* _EXERCISE REQUIREMENTS_: Reproduce the records below word for word, starting at the line that contains "the mountain in" and ending at the line that contains "<point>310,562</point>". Leave the pictures out of your copy.

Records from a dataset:
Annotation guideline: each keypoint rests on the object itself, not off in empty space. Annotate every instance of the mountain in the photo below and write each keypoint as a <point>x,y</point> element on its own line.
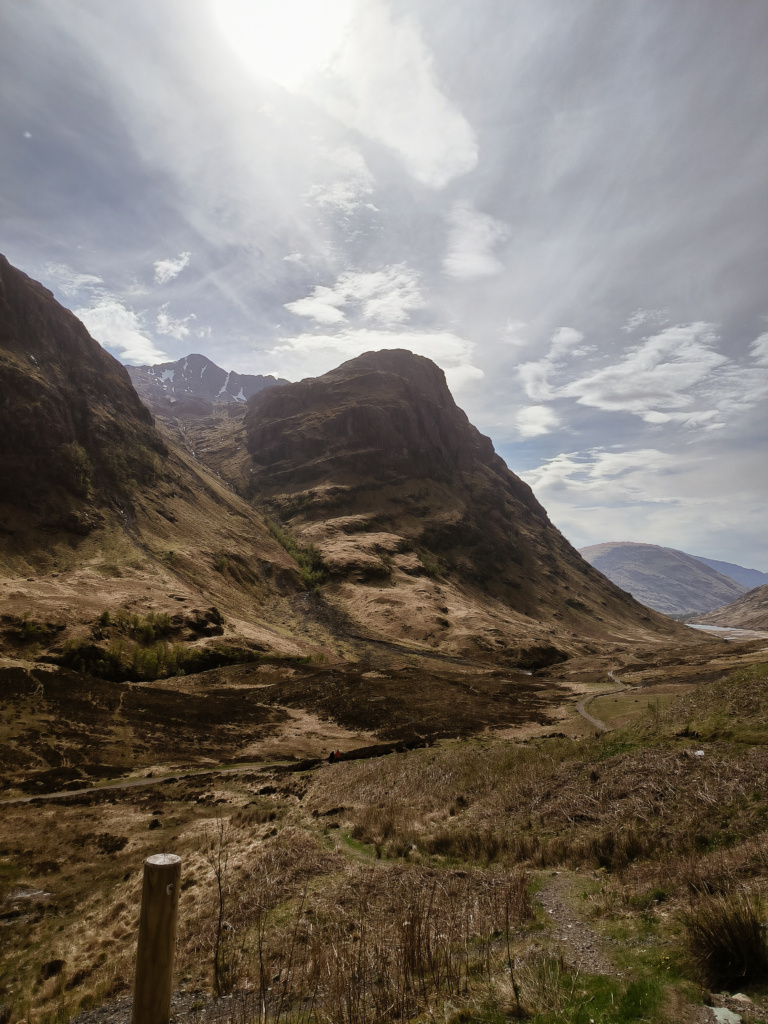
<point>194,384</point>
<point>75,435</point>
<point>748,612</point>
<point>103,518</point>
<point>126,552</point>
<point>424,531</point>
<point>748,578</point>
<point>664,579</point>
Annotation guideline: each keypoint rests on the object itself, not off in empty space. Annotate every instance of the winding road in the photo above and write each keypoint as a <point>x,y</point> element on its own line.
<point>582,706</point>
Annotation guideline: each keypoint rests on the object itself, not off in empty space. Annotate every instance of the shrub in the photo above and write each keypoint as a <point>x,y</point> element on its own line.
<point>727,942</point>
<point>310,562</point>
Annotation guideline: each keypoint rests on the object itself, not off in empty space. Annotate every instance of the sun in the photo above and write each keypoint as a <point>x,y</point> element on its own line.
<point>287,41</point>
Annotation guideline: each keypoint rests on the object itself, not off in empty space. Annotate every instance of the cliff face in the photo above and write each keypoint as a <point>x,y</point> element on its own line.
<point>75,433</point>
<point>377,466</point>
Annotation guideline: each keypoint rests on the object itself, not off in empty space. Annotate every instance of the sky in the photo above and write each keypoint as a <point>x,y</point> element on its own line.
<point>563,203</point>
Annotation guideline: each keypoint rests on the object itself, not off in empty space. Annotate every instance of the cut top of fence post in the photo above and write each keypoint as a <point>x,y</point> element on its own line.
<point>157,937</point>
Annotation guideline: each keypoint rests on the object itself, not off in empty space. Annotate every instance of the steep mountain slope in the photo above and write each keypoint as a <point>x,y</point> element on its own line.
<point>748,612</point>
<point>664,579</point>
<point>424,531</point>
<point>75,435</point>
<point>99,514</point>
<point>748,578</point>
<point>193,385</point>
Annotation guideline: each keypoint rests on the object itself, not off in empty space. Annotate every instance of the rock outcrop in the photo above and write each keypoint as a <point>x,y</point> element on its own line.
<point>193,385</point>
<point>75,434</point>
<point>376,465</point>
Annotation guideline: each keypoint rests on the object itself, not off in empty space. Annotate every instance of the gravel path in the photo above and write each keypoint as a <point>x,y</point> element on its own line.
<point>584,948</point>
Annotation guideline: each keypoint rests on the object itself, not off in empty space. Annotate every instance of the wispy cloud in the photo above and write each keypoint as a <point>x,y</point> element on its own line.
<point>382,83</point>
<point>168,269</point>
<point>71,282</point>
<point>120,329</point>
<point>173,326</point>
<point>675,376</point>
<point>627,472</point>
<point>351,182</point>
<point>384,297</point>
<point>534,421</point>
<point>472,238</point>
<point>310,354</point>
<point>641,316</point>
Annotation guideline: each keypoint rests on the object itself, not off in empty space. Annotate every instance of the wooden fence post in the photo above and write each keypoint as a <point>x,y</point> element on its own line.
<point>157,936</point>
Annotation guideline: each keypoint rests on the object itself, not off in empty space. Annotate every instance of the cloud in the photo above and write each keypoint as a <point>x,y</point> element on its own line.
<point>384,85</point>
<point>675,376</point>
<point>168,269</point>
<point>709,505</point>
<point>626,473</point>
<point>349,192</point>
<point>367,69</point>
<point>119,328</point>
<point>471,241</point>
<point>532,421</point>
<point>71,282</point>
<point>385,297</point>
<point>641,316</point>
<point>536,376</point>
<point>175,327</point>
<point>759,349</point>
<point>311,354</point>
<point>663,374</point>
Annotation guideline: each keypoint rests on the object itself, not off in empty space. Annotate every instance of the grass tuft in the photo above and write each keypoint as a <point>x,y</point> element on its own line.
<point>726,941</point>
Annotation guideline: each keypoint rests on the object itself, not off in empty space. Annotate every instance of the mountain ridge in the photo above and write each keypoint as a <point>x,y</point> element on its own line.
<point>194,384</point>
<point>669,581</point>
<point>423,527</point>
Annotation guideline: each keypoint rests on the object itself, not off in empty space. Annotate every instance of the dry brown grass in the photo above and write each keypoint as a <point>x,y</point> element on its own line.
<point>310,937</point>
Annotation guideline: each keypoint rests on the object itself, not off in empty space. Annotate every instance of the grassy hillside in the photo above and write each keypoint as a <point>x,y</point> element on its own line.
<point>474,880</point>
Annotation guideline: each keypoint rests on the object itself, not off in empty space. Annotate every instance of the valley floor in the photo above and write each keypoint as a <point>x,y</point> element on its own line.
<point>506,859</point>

---

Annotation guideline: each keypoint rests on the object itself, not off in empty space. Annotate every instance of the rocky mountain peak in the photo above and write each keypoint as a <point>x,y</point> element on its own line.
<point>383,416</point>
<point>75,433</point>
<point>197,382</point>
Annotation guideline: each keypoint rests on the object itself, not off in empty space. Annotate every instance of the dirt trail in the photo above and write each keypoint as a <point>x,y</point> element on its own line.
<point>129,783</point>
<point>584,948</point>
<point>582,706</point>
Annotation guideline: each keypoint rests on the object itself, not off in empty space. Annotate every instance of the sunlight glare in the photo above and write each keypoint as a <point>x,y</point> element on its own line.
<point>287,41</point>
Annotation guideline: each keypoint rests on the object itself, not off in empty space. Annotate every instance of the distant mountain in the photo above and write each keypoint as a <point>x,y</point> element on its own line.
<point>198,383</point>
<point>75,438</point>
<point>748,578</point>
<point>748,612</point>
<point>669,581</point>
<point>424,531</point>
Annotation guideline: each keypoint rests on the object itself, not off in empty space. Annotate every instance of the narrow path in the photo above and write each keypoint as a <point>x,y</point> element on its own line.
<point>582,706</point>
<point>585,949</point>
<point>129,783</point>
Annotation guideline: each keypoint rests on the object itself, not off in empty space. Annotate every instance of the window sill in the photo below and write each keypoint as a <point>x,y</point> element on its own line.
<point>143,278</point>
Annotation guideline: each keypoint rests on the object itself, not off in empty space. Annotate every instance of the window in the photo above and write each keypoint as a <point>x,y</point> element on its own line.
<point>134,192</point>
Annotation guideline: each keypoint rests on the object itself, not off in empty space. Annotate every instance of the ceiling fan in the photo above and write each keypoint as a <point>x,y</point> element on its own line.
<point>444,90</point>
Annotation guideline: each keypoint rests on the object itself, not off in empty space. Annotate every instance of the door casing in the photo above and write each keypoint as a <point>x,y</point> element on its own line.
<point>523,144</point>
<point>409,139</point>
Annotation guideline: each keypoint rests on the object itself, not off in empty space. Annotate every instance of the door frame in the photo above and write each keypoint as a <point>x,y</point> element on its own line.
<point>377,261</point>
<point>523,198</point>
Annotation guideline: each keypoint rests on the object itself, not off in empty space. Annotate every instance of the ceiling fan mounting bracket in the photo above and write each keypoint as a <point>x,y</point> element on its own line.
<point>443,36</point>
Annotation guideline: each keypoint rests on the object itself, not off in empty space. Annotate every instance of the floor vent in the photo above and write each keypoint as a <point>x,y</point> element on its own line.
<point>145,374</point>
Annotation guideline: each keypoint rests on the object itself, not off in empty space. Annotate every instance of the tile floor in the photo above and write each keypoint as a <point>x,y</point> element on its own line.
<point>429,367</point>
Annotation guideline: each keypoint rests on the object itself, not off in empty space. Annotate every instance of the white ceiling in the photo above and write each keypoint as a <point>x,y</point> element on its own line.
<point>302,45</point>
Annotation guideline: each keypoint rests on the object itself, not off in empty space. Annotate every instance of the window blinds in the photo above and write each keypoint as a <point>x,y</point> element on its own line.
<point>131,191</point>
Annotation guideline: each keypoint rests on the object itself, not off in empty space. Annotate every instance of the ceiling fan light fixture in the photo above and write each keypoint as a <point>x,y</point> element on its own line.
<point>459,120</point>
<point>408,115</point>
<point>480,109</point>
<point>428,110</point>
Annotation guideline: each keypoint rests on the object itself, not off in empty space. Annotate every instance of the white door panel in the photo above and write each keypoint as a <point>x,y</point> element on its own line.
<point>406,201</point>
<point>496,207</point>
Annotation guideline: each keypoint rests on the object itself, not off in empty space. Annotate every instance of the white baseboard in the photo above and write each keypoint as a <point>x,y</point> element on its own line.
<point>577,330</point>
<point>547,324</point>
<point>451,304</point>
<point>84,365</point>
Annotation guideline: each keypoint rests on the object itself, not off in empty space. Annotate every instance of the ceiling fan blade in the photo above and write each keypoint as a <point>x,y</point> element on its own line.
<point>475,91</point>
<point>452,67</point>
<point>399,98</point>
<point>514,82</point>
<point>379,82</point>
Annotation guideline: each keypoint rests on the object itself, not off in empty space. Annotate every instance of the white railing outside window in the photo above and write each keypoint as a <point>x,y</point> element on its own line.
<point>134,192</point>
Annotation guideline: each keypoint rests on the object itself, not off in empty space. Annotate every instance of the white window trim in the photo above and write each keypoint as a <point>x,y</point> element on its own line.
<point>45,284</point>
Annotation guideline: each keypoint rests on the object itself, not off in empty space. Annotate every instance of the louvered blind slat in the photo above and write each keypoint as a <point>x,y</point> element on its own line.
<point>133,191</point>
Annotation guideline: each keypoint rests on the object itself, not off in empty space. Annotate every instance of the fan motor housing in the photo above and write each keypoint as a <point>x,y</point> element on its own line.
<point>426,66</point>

...

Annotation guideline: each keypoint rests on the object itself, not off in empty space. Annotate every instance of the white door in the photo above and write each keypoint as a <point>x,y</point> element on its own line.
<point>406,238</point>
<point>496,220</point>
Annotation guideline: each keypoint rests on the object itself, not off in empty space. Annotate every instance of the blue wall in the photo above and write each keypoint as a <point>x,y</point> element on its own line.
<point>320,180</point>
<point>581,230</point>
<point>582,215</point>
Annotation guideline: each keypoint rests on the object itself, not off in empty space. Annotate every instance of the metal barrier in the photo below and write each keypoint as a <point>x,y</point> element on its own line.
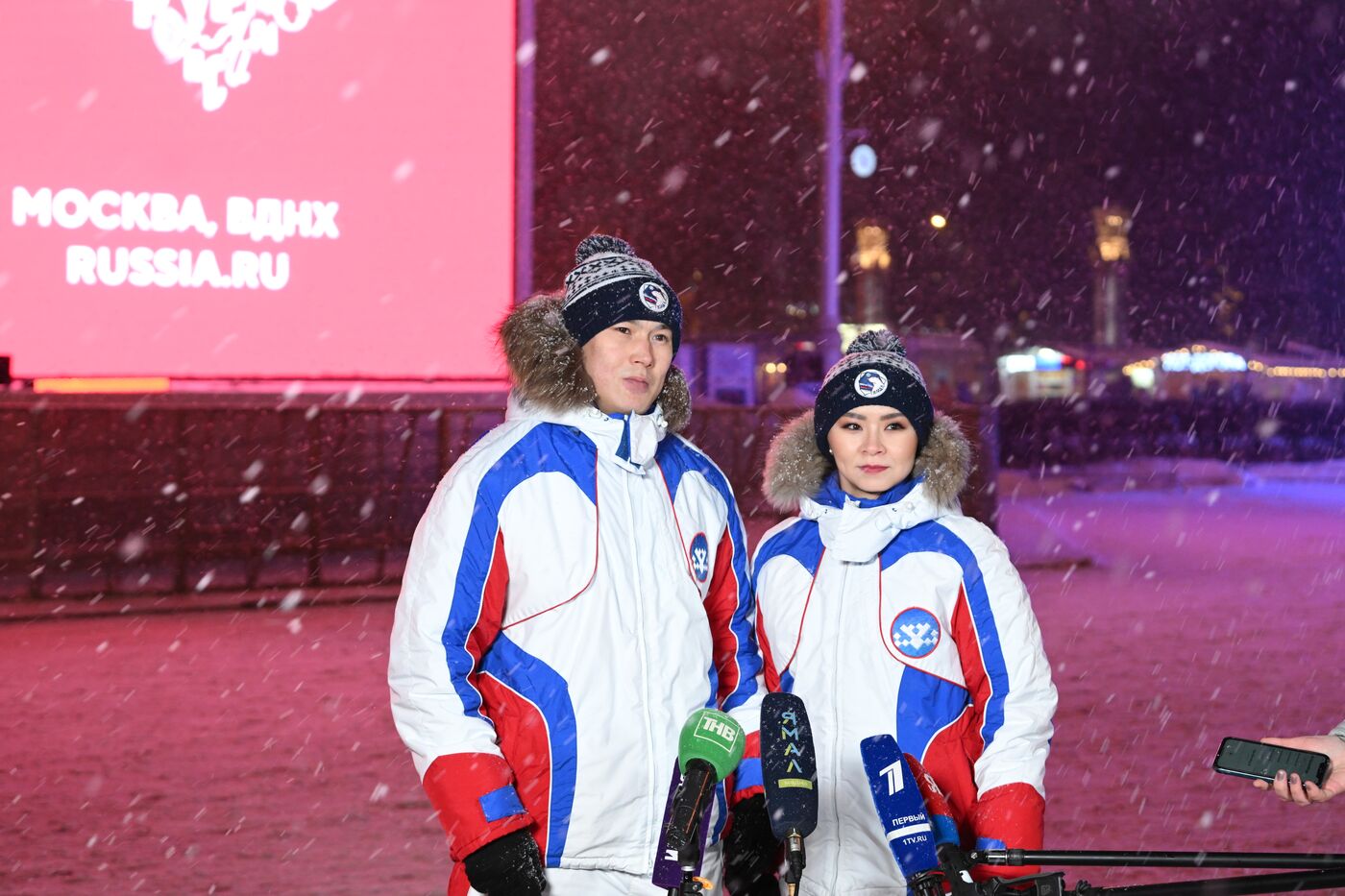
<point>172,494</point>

* _ANSWER FOR THIS EXERCISE_:
Annotation guideline: each keypoint rests on the object itself, not off in empty space. Annotate every instance of the mountain in the photo below and write each keypoint as a <point>x,y</point> element on its own line.
<point>194,384</point>
<point>75,435</point>
<point>748,612</point>
<point>103,518</point>
<point>126,552</point>
<point>424,531</point>
<point>748,578</point>
<point>664,579</point>
Annotation guideline: each keypoint rests on the object itself, not off in empty space. Annotate every instance of the winding road in the photo above and write each keypoint as a <point>x,y</point> element on its own line.
<point>582,706</point>
Annotation guideline: each keypoint rests on the object itself, not off in empty space. Annotate every instance of the shrub in the photo above and write each keypoint as a <point>x,y</point> element on its own line.
<point>727,942</point>
<point>310,562</point>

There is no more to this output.